### DOCUMENT SECTION:
****************

Looks like she probably slept with the girl and her x husband...

Have you confronted her ? Wives don't leave for 24hrs at a time without telling there husbands...

What do you think went on is the bigger question ?


----------



## Anastasia6

Um yeah. She is playing you or at the very least being very disrespectful. Jimi is right wives don't leave for 24 hour stints with no contact. If a normal person runs into problems they text or call their spouse and let them know..... I"m staying at mom's or what have you. It isn't radio silence for 24 hours.

She seems like she keeps trying out the field but certainly wants you who is reliable in the background. But is that how you want to live?


----------



## InTheDarkness

Something is fishy. First of all the simple fact that she leaves for 24 hours with no contact is an absolute no-no in a marriage.
Imagine doing this to her? Would you do it and why? How would she feel about it?


----------



## BigDaddyNY

How were you not gone after the first time she went MIA for 24 hours. She is just a cheating ho that will lie and lie and lie.


----------



## ccpowerslave

InTheDarkness said:


> Something is fishy.


I agree with this. 🐠🐟🎏🍣🐡🎣


----------



## InTheDarkness

BigDaddyNY said:


> How were you not gone after the first time she went MIA for 24 hours. She is just a cheating ho that will lie and lie and lie.


Love makes you blind, otherwise he wouldn't be seeking advice here. And I think our outside perspective is much clearer than his love-blurred one.


----------



## Diceplayer

She is a cake eater. She wants her girl toy for sex and you to provide for her and her kids. If it were me, I would have been gone when she went MIA for 24 hours. Save yourself a lot of pain and get out now.


----------



## Lostinthought61

She is clearly feeding you a line of crap...i would tell her that if she truly has nothing to hide then she will pay for a polygraph, you will come up with the questions and if she passes them then you will talk about recouncilation otherwise you are done with her compaltely


----------



## Rob_1

I would have been gone after the instance where she disappeared for 24 hrs. You're a fool with his head buried in the sands if you think that she loves you and wants you. She wants what you can provide for her, but you can't see it.

****************

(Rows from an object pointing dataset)
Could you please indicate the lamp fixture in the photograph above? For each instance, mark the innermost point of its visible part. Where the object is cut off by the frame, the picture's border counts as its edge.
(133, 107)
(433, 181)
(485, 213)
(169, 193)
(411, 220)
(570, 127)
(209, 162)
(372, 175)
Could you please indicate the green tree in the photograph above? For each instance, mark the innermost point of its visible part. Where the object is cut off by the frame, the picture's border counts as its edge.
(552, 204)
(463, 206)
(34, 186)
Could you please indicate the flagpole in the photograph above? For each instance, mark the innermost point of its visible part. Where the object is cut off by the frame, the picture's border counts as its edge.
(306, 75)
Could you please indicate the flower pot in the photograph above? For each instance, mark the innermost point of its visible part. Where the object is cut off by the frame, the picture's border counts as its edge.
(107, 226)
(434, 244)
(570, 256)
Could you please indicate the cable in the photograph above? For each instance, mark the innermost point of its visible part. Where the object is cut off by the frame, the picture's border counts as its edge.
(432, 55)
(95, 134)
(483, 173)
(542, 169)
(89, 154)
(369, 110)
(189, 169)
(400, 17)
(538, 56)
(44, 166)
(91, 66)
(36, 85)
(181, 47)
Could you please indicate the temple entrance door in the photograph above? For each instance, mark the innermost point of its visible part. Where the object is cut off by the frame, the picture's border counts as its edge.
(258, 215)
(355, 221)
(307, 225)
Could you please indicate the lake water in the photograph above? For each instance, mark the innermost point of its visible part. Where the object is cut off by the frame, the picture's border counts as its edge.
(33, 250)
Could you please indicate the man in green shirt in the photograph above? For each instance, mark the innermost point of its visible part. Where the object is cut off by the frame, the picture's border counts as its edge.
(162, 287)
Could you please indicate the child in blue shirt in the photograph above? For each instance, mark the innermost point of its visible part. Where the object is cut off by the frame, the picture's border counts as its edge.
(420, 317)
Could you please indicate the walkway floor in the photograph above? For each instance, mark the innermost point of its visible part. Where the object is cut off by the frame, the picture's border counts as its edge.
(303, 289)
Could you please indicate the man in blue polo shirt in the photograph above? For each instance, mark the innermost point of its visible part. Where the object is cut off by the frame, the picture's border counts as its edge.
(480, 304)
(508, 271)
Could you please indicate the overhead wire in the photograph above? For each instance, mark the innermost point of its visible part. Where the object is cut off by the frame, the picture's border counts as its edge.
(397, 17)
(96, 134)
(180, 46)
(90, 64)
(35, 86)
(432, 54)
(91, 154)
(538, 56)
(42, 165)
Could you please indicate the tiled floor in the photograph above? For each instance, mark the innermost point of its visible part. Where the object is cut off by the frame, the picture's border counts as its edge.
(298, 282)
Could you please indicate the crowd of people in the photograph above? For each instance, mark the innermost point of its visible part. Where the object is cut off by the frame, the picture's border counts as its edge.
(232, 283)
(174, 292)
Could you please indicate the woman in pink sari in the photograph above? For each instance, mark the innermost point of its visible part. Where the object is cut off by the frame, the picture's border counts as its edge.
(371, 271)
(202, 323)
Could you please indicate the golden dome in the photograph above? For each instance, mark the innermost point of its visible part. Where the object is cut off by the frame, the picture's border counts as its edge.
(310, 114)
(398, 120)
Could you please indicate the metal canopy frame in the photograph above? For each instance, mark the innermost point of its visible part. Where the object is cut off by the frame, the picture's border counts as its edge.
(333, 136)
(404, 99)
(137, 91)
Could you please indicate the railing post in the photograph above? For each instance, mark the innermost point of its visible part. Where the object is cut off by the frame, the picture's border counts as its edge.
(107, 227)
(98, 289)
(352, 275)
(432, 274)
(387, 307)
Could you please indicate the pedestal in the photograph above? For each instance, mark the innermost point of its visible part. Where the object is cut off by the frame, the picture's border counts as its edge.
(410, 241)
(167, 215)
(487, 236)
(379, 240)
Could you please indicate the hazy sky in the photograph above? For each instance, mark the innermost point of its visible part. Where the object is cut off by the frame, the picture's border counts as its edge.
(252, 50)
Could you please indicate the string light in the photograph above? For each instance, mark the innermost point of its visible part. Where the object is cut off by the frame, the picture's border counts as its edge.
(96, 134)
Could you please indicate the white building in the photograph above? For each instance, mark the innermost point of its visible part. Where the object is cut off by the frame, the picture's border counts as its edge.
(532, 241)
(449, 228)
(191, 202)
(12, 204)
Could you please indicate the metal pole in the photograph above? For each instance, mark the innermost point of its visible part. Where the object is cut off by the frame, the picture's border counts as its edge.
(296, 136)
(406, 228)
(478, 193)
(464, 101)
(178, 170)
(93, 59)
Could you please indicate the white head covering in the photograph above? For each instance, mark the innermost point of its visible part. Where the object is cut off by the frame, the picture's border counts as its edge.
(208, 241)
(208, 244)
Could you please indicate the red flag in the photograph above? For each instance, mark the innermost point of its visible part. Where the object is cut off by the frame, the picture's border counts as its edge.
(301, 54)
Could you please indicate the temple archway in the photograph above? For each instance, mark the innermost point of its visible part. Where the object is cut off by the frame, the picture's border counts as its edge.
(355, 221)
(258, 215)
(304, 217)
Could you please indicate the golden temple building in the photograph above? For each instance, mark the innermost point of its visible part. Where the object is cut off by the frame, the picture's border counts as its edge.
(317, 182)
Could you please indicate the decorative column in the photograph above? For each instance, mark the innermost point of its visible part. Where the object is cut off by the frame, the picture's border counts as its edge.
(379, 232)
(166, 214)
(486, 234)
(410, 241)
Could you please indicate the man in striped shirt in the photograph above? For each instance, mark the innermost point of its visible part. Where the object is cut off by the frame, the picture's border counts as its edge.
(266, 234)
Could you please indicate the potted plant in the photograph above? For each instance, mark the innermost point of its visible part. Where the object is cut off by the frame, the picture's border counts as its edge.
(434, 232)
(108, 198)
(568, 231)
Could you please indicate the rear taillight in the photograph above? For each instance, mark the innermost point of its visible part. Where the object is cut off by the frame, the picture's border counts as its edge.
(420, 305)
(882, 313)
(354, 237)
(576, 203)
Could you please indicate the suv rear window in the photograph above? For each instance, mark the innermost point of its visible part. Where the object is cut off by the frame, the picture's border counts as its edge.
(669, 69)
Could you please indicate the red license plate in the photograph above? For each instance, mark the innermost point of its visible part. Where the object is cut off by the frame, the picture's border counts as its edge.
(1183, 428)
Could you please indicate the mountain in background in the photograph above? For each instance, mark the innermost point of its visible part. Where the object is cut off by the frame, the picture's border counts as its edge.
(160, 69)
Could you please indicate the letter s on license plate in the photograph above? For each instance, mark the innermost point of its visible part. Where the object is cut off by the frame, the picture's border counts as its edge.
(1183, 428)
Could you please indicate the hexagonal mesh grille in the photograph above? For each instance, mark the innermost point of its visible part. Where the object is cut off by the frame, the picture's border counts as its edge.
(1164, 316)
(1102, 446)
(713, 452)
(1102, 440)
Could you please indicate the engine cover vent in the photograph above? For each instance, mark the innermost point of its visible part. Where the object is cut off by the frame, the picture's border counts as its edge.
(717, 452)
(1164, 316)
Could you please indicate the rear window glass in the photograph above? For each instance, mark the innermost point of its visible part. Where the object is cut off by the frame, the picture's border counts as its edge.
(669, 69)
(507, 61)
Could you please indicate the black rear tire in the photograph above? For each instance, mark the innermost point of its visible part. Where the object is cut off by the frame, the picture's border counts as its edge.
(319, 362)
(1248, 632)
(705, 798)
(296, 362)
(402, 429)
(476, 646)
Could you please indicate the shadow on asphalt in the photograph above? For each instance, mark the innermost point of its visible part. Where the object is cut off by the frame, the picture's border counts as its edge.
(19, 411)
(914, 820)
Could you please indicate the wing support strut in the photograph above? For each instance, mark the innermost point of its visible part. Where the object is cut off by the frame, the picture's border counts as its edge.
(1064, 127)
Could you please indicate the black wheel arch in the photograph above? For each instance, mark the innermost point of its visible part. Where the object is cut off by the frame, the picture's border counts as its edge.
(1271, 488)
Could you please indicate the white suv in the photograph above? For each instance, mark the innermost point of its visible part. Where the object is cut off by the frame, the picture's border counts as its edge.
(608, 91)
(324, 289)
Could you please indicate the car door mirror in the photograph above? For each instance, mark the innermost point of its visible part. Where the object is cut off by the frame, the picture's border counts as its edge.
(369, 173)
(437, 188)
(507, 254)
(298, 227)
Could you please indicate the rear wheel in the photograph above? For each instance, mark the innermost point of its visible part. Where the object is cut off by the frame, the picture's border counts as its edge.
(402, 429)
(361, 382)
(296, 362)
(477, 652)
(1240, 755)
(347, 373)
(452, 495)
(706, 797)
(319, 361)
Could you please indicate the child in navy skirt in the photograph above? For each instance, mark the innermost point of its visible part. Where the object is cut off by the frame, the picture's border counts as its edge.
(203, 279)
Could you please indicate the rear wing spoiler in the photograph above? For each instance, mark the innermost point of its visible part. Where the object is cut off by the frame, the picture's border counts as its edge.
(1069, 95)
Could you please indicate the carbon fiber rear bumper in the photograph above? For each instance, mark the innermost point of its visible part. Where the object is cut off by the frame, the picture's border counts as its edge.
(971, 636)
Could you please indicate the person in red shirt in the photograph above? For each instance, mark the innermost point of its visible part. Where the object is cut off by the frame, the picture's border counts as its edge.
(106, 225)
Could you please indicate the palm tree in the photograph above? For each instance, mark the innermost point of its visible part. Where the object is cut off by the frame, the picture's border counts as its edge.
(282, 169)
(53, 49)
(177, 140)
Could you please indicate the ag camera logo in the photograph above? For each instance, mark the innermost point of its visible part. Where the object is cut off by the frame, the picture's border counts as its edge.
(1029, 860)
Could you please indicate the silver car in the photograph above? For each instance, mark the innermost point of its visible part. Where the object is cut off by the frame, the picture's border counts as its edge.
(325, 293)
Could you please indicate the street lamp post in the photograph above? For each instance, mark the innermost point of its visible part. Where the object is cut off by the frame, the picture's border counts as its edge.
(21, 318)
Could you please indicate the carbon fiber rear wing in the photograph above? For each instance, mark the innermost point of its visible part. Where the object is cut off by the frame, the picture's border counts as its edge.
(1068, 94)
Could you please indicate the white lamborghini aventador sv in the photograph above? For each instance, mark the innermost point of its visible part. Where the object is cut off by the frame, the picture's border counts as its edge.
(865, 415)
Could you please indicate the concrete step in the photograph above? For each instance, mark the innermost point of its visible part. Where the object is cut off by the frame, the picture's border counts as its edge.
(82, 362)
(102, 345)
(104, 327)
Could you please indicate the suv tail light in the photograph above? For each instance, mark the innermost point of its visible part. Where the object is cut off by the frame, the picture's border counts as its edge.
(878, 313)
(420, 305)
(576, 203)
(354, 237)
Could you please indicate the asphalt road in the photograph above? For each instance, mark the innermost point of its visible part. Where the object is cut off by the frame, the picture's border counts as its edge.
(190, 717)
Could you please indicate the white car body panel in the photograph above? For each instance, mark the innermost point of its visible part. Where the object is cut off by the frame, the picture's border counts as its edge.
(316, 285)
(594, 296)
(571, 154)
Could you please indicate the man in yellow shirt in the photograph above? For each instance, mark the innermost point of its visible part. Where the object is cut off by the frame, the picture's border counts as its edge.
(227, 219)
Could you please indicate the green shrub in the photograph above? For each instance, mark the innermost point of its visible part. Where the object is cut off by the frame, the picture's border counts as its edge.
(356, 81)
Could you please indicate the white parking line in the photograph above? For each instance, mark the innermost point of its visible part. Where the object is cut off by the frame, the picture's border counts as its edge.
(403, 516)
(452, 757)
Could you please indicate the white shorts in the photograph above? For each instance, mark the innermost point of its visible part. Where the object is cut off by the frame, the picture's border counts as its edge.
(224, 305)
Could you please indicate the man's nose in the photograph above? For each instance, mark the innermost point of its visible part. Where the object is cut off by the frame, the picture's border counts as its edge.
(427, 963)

****************

Please copy the forum thread starting at "I would have been gone after" and ending at "can't see it.", changing "fool" to "sucker". This data has no connection to the forum thread.

### SOLUTION TO THE EXERCISE:
I would have been gone after the instance where she disappeared for 24 hrs. You're a sucker with his head buried in the sands if you think that she loves you and wants you. She wants what you can provide for her, but you can't see it.